→ **Provided text**:
The insane monotony of the road is a common complaint through the book, and again most crew smoked, drank, and took whatever they needed to get the truck across the country on roads that now are bypassed or upgraded. I confess here to using a bottle of Southern Comfort to get my truck to Melbourne. Bricks or sticks held down the accelerator across the Hay Plain, feet up on the dash. We knew the Hume and the Pacific Highways, the narrow bridges and level crossings and the truck stops with ‘hundred mile coffee’ and those memories are nothing like today’s multi lane motorways.

Working For Money

A real common theme echoed by a couple of young crew from the decade who Stuart has featured for some sensible balance is that the work is competitive. The camaraderie of a touring crew dissipates towards the end when everyone knows they are competing for the next tour.

Crew pay is crap unless you are a strategic smart dude with access to working overseas. One of these is Motely, whose chapter mostly talks his current decade as the lighting director for Kiss. Several like him did and have balanced out the supply and demand equation to work the stages of the world and strangely they don’t boast about guns, chicks, and speed either.

There’s not too much about rip-offs which were common when cheques were inclined to bounce and the mail was slow. The phenomenal bags of cash that were counted out in the pub or club manager’s office after a sold-out gig were outside of the view of the crew. I remember the tour manager counting the stack as the drug dealer stood next in line. As a production supplier I was in that line and wasn’t going to miss out.

→ **About this task**: In the excerpt about touring road crews, what held down the accelerator across the Hay Plain?

→ **Data for review**:

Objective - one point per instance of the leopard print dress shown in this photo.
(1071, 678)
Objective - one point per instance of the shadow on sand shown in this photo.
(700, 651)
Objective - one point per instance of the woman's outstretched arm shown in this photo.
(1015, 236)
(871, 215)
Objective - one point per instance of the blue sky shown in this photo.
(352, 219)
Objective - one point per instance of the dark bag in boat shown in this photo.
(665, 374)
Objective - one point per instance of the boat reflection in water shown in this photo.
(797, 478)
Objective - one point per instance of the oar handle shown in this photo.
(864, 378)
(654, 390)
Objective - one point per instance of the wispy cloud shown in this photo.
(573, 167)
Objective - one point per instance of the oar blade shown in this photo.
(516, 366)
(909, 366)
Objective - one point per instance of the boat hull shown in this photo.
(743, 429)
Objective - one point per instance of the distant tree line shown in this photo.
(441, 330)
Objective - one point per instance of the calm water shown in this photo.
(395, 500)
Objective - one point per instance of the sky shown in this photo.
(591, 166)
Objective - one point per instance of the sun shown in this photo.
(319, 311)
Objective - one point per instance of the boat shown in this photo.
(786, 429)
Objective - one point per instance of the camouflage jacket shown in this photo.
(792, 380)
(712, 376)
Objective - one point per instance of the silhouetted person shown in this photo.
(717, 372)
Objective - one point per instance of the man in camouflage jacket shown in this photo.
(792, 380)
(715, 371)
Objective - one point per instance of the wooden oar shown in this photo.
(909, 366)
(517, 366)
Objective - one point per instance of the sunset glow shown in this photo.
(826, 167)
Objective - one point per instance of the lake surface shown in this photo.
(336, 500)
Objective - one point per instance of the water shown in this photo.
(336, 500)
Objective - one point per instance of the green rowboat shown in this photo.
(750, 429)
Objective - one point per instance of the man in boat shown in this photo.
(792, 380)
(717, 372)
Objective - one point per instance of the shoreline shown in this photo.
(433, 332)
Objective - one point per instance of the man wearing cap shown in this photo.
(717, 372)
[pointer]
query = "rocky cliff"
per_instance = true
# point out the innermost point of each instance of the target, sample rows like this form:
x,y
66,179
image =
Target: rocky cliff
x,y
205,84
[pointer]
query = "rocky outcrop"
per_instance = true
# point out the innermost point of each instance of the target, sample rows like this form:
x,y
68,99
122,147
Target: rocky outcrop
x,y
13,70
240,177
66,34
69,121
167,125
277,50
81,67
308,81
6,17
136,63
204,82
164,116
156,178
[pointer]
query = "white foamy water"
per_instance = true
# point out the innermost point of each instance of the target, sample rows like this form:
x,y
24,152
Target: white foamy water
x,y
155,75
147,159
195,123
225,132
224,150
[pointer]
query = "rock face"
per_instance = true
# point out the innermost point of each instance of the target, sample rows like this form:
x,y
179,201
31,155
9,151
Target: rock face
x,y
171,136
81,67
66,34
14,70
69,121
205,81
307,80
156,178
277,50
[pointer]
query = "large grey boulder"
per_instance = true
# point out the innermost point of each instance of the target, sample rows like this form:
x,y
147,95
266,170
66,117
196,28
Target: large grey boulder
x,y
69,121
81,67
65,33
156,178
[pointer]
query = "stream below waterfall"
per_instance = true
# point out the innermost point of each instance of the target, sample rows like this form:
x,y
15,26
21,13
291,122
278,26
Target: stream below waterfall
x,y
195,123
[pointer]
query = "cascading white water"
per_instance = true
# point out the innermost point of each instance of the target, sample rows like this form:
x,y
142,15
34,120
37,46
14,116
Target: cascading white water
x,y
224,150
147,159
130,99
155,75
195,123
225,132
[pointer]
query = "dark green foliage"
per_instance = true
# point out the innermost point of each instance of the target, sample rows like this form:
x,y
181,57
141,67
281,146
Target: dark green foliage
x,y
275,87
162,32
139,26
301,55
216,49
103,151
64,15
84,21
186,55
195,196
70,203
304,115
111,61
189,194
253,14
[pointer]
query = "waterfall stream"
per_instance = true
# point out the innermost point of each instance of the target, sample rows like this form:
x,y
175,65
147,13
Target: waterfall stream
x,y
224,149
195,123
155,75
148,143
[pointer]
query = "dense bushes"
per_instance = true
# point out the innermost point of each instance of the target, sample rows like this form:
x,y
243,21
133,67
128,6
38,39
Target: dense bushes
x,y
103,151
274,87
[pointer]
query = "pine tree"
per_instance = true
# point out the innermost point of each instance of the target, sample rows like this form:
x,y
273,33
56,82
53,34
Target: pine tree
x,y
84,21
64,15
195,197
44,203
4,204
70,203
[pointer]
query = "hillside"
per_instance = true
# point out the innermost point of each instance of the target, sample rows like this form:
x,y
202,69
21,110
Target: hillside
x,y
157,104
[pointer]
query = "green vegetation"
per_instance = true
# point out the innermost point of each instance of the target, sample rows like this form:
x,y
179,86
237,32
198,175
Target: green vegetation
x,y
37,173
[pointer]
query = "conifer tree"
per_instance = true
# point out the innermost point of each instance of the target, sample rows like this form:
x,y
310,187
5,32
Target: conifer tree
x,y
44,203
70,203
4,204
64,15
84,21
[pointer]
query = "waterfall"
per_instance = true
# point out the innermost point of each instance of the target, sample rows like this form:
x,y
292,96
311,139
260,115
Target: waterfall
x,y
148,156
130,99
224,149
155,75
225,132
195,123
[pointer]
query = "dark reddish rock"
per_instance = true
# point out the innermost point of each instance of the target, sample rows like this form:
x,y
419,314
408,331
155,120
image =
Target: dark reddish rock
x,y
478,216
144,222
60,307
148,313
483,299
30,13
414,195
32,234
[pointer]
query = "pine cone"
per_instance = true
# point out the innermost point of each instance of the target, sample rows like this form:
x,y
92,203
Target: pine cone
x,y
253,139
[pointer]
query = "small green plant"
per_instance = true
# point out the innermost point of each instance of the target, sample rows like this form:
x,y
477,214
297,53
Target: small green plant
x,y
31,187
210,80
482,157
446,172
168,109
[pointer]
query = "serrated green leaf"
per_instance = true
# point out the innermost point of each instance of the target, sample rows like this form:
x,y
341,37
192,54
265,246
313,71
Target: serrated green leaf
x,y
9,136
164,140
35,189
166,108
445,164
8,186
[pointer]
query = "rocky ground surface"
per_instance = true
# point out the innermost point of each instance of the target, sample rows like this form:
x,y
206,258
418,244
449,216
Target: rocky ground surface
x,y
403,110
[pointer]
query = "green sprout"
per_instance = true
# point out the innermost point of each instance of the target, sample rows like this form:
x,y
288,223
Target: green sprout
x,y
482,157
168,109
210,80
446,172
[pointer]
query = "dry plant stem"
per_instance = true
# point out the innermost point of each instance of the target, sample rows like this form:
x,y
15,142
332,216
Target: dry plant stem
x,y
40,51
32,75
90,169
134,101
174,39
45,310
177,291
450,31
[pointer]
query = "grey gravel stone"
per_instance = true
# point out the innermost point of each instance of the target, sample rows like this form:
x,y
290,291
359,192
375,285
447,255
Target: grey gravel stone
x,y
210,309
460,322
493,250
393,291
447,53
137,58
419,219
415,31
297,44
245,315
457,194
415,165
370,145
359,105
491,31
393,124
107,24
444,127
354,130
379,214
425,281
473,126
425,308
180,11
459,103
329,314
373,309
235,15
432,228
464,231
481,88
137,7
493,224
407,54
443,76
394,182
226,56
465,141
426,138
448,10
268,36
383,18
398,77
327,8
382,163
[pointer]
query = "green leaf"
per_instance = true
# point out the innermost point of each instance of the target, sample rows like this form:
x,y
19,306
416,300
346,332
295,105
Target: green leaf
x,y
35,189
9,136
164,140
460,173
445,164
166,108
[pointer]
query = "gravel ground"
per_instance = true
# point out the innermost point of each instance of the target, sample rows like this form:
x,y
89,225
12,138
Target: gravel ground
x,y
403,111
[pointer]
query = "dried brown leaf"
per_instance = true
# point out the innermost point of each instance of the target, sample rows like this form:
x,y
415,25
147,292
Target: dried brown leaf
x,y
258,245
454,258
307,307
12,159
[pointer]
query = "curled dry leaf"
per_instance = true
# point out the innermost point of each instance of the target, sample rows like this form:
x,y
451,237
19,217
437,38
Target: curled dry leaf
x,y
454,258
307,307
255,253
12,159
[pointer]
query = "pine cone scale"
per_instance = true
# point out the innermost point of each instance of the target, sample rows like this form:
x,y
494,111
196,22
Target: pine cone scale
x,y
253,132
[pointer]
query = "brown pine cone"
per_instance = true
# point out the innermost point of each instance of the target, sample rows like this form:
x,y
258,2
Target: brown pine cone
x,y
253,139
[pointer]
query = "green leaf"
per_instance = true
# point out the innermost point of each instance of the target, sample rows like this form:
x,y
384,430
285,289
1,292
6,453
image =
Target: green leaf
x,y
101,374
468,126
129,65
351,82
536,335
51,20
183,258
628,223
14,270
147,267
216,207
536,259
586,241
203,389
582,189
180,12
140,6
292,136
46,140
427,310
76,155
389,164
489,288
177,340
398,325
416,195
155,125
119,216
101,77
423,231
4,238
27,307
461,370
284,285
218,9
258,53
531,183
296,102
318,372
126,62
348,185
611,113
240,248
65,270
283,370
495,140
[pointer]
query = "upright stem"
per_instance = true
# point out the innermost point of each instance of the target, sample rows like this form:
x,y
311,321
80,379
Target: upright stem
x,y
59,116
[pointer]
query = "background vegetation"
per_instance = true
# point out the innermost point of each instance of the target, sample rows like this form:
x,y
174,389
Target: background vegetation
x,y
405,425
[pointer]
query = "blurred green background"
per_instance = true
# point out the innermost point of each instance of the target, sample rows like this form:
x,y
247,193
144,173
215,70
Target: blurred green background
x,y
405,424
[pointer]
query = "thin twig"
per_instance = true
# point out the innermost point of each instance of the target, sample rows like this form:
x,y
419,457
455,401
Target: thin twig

→ **Response to this exercise**: Bricks or sticks.